%%
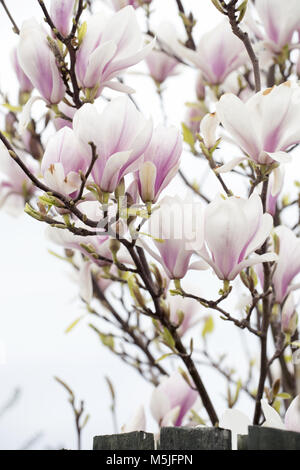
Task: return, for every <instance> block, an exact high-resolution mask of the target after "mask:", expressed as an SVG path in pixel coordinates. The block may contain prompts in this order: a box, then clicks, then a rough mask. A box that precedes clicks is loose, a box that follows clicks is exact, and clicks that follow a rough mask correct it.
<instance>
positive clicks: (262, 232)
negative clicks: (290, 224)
mask: <svg viewBox="0 0 300 470" xmlns="http://www.w3.org/2000/svg"><path fill="white" fill-rule="evenodd" d="M272 227H273V219H272V217H271V215H270V214H264V213H263V207H262V202H261V198H260V197H259V196H258V195H257V194H253V195H252V196H251V197H250V199H242V198H237V197H230V198H228V199H225V200H224V199H223V198H222V197H220V198H217V199H216V200H215V201H213V202H212V203H210V204H209V205H208V206H207V208H206V212H205V229H204V239H205V245H204V246H203V248H202V249H201V248H200V249H197V246H196V244H195V245H194V246H195V248H196V249H197V252H198V253H199V255H200V256H201V257H202V258H203V259H204V260H205V261H206V262H207V263H208V264H209V265H210V266H211V267H212V268H213V270H214V271H215V273H216V275H217V276H218V277H219V279H222V280H227V281H231V280H233V279H235V277H236V276H237V275H238V274H239V273H240V272H241V271H242V270H243V269H245V268H247V267H249V266H253V265H255V264H259V263H264V262H270V261H275V260H276V259H277V256H276V255H275V253H267V254H265V255H261V256H260V255H256V254H255V251H256V250H257V249H258V248H260V247H261V246H262V245H263V243H264V242H265V241H266V239H267V238H268V236H269V235H270V232H271V230H272ZM252 254H253V256H251V257H249V256H250V255H252Z"/></svg>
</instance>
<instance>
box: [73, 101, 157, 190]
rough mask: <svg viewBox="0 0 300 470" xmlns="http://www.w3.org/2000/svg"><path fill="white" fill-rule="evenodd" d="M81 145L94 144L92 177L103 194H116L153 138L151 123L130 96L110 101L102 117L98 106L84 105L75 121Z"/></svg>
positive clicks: (77, 113)
mask: <svg viewBox="0 0 300 470" xmlns="http://www.w3.org/2000/svg"><path fill="white" fill-rule="evenodd" d="M73 125H74V129H75V133H76V134H77V136H78V137H79V138H80V140H81V141H82V142H84V143H85V144H88V143H89V142H93V143H94V144H95V145H96V148H97V154H98V159H97V161H96V163H95V165H94V168H93V172H92V176H93V179H94V181H95V183H96V184H97V185H99V187H100V188H101V189H102V191H104V192H109V193H111V192H113V191H114V190H115V189H116V187H117V186H118V184H119V182H120V180H121V179H122V178H123V176H124V175H126V174H127V173H130V172H133V171H136V170H137V169H138V167H139V164H140V159H141V157H142V155H143V153H144V152H145V150H146V148H147V146H148V144H149V142H150V139H151V136H152V121H151V120H146V119H145V118H144V117H143V115H142V114H141V113H140V112H139V111H137V109H136V107H135V106H134V105H133V103H132V102H131V101H130V99H129V98H128V97H127V96H122V97H120V98H116V99H114V100H113V101H111V102H110V103H109V104H108V105H107V106H106V107H105V109H104V111H103V113H102V114H99V113H98V111H97V109H96V107H95V105H92V104H85V105H84V106H82V108H81V109H80V110H79V111H77V113H76V114H75V116H74V121H73Z"/></svg>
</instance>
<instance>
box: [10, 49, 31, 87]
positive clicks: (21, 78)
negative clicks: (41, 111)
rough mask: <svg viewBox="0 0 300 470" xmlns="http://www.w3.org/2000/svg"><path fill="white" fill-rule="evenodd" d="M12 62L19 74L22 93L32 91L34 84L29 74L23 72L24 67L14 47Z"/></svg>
mask: <svg viewBox="0 0 300 470" xmlns="http://www.w3.org/2000/svg"><path fill="white" fill-rule="evenodd" d="M11 62H12V65H13V68H14V71H15V74H16V76H17V79H18V82H19V85H20V91H21V93H31V92H32V90H33V88H34V87H33V85H32V83H31V81H30V79H29V78H28V77H27V75H26V74H25V73H24V72H23V69H22V67H21V66H20V63H19V59H18V53H17V50H16V49H14V50H13V51H12V54H11Z"/></svg>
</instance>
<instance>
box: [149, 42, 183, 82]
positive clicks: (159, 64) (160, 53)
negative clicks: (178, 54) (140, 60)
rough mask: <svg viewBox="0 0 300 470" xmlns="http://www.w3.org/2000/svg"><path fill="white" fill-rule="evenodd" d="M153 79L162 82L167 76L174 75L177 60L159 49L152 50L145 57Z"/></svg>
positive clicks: (177, 64)
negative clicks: (146, 55)
mask: <svg viewBox="0 0 300 470" xmlns="http://www.w3.org/2000/svg"><path fill="white" fill-rule="evenodd" d="M145 61H146V64H147V66H148V69H149V72H150V75H151V77H152V78H153V80H155V81H156V82H157V83H159V84H161V83H163V82H164V81H165V80H166V79H167V78H168V77H170V76H172V75H175V69H176V67H177V66H178V60H176V59H174V58H173V57H170V56H169V55H167V54H165V53H164V52H161V51H156V50H153V51H151V52H150V54H148V56H147V57H146V59H145Z"/></svg>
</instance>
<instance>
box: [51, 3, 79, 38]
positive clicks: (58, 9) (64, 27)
mask: <svg viewBox="0 0 300 470" xmlns="http://www.w3.org/2000/svg"><path fill="white" fill-rule="evenodd" d="M74 4H75V0H51V6H50V16H51V19H52V21H53V23H54V26H55V28H56V29H57V30H58V31H59V32H60V33H61V34H62V35H63V36H67V35H68V34H69V32H70V28H71V19H72V15H73V9H74Z"/></svg>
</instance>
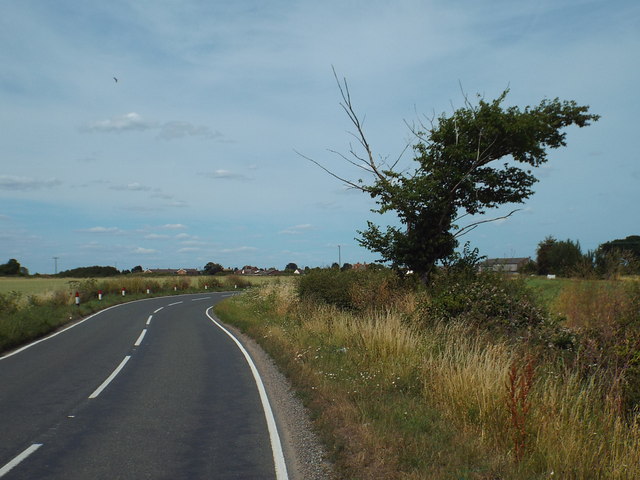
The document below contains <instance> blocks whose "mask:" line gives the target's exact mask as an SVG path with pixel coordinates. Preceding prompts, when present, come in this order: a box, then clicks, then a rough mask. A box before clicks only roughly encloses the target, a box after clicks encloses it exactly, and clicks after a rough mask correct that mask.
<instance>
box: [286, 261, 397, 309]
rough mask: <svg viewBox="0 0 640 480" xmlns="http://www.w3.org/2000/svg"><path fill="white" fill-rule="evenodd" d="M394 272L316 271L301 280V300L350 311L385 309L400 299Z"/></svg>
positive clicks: (306, 276) (370, 270)
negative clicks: (326, 305) (394, 301)
mask: <svg viewBox="0 0 640 480" xmlns="http://www.w3.org/2000/svg"><path fill="white" fill-rule="evenodd" d="M401 283H402V282H401V281H400V278H399V277H398V276H397V274H396V273H395V272H393V271H391V270H388V269H383V270H371V269H367V270H345V271H340V270H337V269H324V270H313V271H311V272H310V273H308V274H307V275H305V276H304V277H302V278H301V279H300V282H299V284H298V296H299V297H300V298H304V299H310V300H313V301H316V302H322V303H326V304H329V305H334V306H336V307H338V308H342V309H347V310H358V311H363V310H369V309H384V308H387V307H388V306H390V305H391V304H393V300H394V299H395V298H397V297H398V295H399V288H400V285H401Z"/></svg>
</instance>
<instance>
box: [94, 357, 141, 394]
mask: <svg viewBox="0 0 640 480" xmlns="http://www.w3.org/2000/svg"><path fill="white" fill-rule="evenodd" d="M130 358H131V355H127V356H126V357H124V360H122V362H120V365H118V366H117V367H116V369H115V370H114V371H113V372H112V373H111V375H109V377H107V379H106V380H105V381H104V382H102V385H100V386H99V387H98V388H96V390H95V392H93V393H92V394H91V395H89V398H96V397H97V396H98V395H100V394H101V393H102V390H104V389H105V388H107V385H109V384H110V383H111V381H112V380H113V379H114V378H116V375H118V373H120V370H122V369H123V368H124V366H125V365H126V364H127V362H128V361H129V359H130Z"/></svg>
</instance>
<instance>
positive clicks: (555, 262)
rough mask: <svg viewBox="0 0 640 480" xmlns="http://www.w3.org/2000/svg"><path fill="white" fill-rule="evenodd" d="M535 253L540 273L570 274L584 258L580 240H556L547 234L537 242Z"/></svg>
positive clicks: (539, 271) (542, 273) (582, 260)
mask: <svg viewBox="0 0 640 480" xmlns="http://www.w3.org/2000/svg"><path fill="white" fill-rule="evenodd" d="M536 253H537V258H536V263H537V264H538V273H539V274H540V275H547V274H550V273H551V274H554V275H560V276H563V277H568V276H571V275H572V274H574V273H575V270H576V267H577V266H578V265H579V264H580V263H581V262H582V261H583V259H584V256H583V255H582V249H581V248H580V242H578V241H576V242H573V241H572V240H569V239H567V240H565V241H558V240H556V239H555V238H554V237H552V236H548V237H547V238H545V239H544V240H543V241H542V242H540V243H539V244H538V249H537V252H536Z"/></svg>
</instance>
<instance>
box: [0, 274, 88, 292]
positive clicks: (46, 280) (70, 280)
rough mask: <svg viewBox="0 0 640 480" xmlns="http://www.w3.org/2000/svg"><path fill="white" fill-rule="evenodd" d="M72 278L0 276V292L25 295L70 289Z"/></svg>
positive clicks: (73, 279) (76, 280) (66, 289)
mask: <svg viewBox="0 0 640 480" xmlns="http://www.w3.org/2000/svg"><path fill="white" fill-rule="evenodd" d="M79 280H80V279H73V278H55V277H51V278H46V277H0V293H8V292H19V293H23V294H25V295H44V294H46V293H48V292H53V291H56V290H70V289H71V282H73V281H79Z"/></svg>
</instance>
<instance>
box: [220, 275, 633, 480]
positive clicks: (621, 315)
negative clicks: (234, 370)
mask: <svg viewBox="0 0 640 480" xmlns="http://www.w3.org/2000/svg"><path fill="white" fill-rule="evenodd" d="M558 280H559V279H556V280H547V279H542V278H535V279H527V282H526V283H527V284H529V285H530V287H531V288H533V289H534V290H535V296H536V297H537V298H539V299H540V298H542V299H545V301H546V302H548V304H547V306H548V307H549V308H550V309H553V310H554V311H555V312H556V313H555V315H562V316H561V317H560V320H559V321H560V323H559V324H553V323H552V322H551V323H550V322H548V321H546V320H545V321H542V322H541V323H539V324H535V323H529V324H528V325H525V326H524V327H523V328H521V329H519V330H515V331H512V333H509V329H511V328H512V327H511V323H510V322H511V319H512V317H511V314H512V313H513V312H514V311H515V312H516V316H519V315H521V314H529V313H530V312H531V311H530V310H528V309H520V310H518V308H519V307H518V305H519V304H521V303H522V301H523V300H524V299H525V297H522V299H519V300H518V301H517V302H512V303H510V302H509V299H507V298H505V297H504V296H501V295H500V288H498V287H499V286H500V282H496V283H493V284H488V285H485V287H486V292H490V293H491V295H489V294H486V295H485V290H481V291H480V292H479V293H480V294H479V295H478V298H479V303H480V306H478V305H475V304H474V305H472V309H471V313H472V315H470V314H469V312H463V313H462V314H461V315H459V316H458V317H456V318H449V319H447V320H445V321H442V320H435V319H434V318H428V316H429V315H433V314H434V313H437V312H439V311H441V308H442V307H443V306H445V307H449V308H453V309H457V308H458V307H459V306H460V304H459V300H460V297H457V296H455V295H454V296H451V294H450V292H449V291H446V289H444V290H443V292H444V293H440V295H441V297H442V298H440V300H439V302H440V303H438V301H437V295H436V293H427V294H426V295H424V294H422V293H412V292H407V291H400V292H396V294H393V292H391V290H390V289H391V288H392V286H390V284H388V283H387V284H384V283H382V282H378V283H377V284H376V283H375V282H372V281H370V279H365V280H364V282H363V283H362V284H361V285H360V287H362V286H364V287H365V288H359V287H358V285H357V284H354V285H353V286H352V287H351V288H350V289H348V290H350V291H351V297H352V298H351V301H350V302H351V303H349V302H348V301H347V302H346V303H345V297H344V296H341V294H342V293H343V291H344V290H345V289H344V288H342V289H341V290H342V291H336V290H330V289H327V290H326V291H325V292H324V293H323V295H324V298H325V299H328V300H330V301H335V303H339V304H341V305H347V308H346V309H344V308H336V307H335V306H333V305H330V304H328V303H327V302H317V301H315V300H310V299H304V298H301V297H299V295H298V292H297V291H296V288H294V285H292V284H289V285H286V284H272V285H267V286H265V287H263V288H261V289H253V290H252V291H250V292H247V294H245V295H241V296H236V297H233V298H232V299H229V300H227V301H225V302H223V303H222V304H220V305H219V306H218V307H217V314H218V315H219V316H220V317H221V318H222V319H223V320H224V321H226V322H229V323H233V324H235V325H236V326H238V327H240V328H241V329H242V330H244V331H245V332H247V333H248V334H250V335H251V336H252V337H253V338H255V339H256V340H257V341H258V342H259V343H261V345H262V346H263V347H264V348H265V349H266V350H267V351H268V352H269V353H270V354H271V355H272V357H273V358H275V360H276V363H278V365H279V366H280V368H282V369H283V370H284V371H285V372H286V374H287V375H288V376H289V378H291V380H292V382H293V383H294V386H295V388H296V390H297V391H298V392H299V394H300V396H301V397H302V398H303V399H304V400H305V401H306V404H307V406H308V407H309V408H310V409H311V410H312V412H313V418H314V419H315V422H316V426H317V428H318V429H319V431H321V432H322V434H323V435H324V438H325V440H326V442H327V444H328V445H329V447H330V449H331V452H332V455H333V459H334V461H335V462H336V465H337V467H338V469H339V471H340V475H341V477H340V478H350V479H351V478H353V479H380V478H385V479H390V480H391V479H407V480H409V479H410V480H417V479H423V478H430V479H451V478H456V479H468V480H472V479H473V480H490V479H491V480H507V479H513V480H516V479H518V480H520V479H543V478H547V479H553V478H563V479H565V478H567V479H585V480H586V479H620V480H622V479H624V480H627V479H628V480H631V479H636V478H640V417H639V416H638V411H637V410H635V409H634V408H628V407H625V404H624V398H625V396H627V397H629V398H632V400H633V395H634V392H633V391H629V390H625V388H627V387H629V386H632V381H633V374H634V371H633V369H632V368H631V367H632V365H634V364H633V362H634V361H636V362H637V360H638V358H637V352H636V351H632V352H629V353H631V355H630V356H628V357H624V355H626V353H624V352H623V350H621V348H620V347H622V346H625V345H628V343H627V342H628V341H629V340H631V339H633V338H634V337H633V335H635V334H636V332H637V330H634V329H633V328H632V329H630V330H628V329H627V330H624V329H622V328H621V326H624V327H628V326H629V325H630V324H628V323H627V322H626V320H625V321H623V322H621V323H620V322H618V323H616V322H617V320H616V319H617V318H619V319H623V318H626V319H630V318H636V319H637V312H638V309H637V306H638V303H637V302H638V299H639V298H640V293H639V292H640V284H639V283H637V282H636V283H634V282H596V281H588V282H586V281H577V280H560V281H558ZM516 285H517V284H516V283H513V282H509V281H507V282H506V283H504V284H503V286H504V288H506V289H507V290H506V291H508V289H510V288H513V287H514V286H516ZM319 286H320V287H321V286H322V285H319ZM476 287H477V285H474V286H473V288H468V289H467V290H466V291H465V294H473V293H474V289H475V288H476ZM298 291H299V290H298ZM512 292H513V293H514V294H517V293H518V292H517V290H513V291H512ZM354 296H355V297H357V298H353V297H354ZM484 298H490V299H491V301H490V302H486V303H483V300H484ZM363 299H364V300H365V301H364V302H363ZM347 300H348V299H347ZM492 302H493V303H492ZM365 304H368V305H369V306H370V307H371V308H359V307H358V306H359V305H365ZM434 305H437V306H438V307H439V309H440V310H439V309H433V308H430V307H433V306H434ZM496 306H497V307H499V308H493V309H492V308H491V307H496ZM481 307H482V308H485V307H486V309H484V310H482V308H481ZM507 307H508V308H507ZM487 312H489V313H490V314H491V315H495V316H496V318H498V317H500V316H501V315H504V317H503V318H502V319H500V318H498V319H497V320H496V318H488V316H487ZM505 312H506V313H505ZM541 315H542V314H541ZM619 315H620V316H619ZM627 315H629V316H627ZM634 315H635V316H634ZM618 316H619V317H618ZM599 319H604V320H603V321H602V322H600V323H598V320H599ZM503 320H506V321H503ZM501 322H502V323H501ZM568 324H570V325H572V326H574V327H575V330H569V329H568V328H567V327H566V326H565V325H568ZM503 327H504V328H506V329H505V330H504V331H505V332H507V334H506V335H502V334H499V333H498V332H499V330H500V329H501V328H503ZM527 335H528V339H527V338H525V337H526V336H527ZM582 342H584V343H582ZM592 347H593V351H590V350H589V348H592ZM621 355H622V356H621ZM634 355H635V356H634ZM623 357H624V358H626V359H627V361H626V362H625V361H622V360H624V358H623ZM634 359H635V360H634ZM620 365H626V366H625V367H623V368H622V369H620V368H619V366H620ZM637 400H638V399H637V398H636V399H635V400H633V401H634V402H636V401H637ZM636 408H637V407H636Z"/></svg>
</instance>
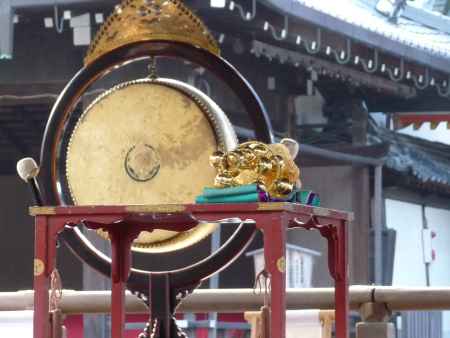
%%
EXERCISE DESCRIPTION :: In the data above, retype exactly and only the lines between the one holding "272L316 271L301 280V300L350" and the one holding "positive clicks: (306, 276) (370, 270)", inclusive.

PROBLEM SOLUTION ::
rough mask: <svg viewBox="0 0 640 480" xmlns="http://www.w3.org/2000/svg"><path fill="white" fill-rule="evenodd" d="M394 272L316 271L301 280V300L350 311L385 309L400 299Z"/></svg>
positive clicks: (306, 276) (370, 270)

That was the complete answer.